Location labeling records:
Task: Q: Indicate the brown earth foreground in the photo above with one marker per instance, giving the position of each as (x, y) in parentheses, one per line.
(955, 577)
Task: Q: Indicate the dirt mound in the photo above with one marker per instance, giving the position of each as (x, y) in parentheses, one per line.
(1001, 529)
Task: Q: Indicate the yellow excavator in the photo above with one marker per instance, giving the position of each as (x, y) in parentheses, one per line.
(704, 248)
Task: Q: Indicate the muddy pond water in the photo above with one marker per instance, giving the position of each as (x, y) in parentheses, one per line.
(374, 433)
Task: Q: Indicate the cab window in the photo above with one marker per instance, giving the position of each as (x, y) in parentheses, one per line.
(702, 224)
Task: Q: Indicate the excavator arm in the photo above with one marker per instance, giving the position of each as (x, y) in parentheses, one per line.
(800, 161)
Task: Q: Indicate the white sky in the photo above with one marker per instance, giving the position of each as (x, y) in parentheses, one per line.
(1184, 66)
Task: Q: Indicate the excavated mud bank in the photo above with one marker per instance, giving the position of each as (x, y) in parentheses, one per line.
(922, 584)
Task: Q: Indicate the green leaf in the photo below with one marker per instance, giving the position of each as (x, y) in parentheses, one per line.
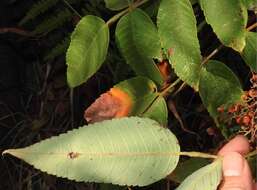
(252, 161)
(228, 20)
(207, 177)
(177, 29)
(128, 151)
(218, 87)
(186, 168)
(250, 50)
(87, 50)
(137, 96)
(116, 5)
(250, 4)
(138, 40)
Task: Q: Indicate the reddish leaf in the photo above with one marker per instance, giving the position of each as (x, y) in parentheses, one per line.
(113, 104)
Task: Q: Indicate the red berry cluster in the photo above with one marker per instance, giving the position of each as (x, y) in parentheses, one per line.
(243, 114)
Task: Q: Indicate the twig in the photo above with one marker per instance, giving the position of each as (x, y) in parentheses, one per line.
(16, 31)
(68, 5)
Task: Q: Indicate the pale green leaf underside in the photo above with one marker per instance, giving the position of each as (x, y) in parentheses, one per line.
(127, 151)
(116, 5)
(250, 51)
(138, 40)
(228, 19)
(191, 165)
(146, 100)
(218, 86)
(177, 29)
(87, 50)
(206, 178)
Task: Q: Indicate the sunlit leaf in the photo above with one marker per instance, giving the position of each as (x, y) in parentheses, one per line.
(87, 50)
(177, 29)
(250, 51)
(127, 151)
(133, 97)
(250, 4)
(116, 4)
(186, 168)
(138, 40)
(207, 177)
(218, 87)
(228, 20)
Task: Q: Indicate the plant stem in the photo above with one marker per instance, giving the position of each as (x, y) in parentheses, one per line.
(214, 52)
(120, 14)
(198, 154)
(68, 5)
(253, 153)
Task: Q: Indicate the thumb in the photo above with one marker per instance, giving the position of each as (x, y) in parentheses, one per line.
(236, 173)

---

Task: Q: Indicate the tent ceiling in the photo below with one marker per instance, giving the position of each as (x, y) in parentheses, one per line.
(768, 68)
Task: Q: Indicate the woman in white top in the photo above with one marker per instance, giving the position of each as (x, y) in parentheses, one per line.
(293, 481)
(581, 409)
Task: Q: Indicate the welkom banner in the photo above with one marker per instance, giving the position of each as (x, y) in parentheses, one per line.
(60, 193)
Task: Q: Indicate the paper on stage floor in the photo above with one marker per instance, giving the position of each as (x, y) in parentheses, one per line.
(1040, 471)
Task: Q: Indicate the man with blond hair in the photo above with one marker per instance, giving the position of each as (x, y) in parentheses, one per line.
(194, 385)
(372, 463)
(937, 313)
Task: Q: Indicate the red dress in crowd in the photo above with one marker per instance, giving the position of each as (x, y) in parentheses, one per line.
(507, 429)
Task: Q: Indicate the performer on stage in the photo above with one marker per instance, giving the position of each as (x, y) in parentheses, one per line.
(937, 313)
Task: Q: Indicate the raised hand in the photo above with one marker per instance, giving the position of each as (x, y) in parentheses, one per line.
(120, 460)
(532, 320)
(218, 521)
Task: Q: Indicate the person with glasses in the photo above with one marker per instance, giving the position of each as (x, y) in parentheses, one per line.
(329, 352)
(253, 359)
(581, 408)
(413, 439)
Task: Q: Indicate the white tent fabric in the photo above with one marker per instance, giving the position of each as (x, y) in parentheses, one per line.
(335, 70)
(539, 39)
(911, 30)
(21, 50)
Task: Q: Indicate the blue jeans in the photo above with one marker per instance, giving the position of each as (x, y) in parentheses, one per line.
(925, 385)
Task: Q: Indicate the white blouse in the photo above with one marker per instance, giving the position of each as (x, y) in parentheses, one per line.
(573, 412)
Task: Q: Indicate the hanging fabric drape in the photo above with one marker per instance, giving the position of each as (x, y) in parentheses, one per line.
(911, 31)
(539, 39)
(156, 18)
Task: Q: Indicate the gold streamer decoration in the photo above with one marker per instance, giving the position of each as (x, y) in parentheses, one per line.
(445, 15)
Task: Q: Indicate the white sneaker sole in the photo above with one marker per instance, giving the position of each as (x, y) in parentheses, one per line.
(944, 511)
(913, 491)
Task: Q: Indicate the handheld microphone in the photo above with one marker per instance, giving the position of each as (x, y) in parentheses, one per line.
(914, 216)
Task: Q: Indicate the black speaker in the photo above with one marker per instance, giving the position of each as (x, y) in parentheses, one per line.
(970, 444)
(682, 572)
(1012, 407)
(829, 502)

» **Work to complete**
Collect every line of the listing that contains the string "excavator". Matching is case-sensitive.

» **Full answer**
Task: Q: Indicate the yellow excavator in the photo above with one marker per instance, giving the position of each as (x, y) in parentheses, one per line.
Task: Q: Indicate the excavator arm in the photo above with one marker per instance, giving the position of each as (x, y) in parentheses, one per line.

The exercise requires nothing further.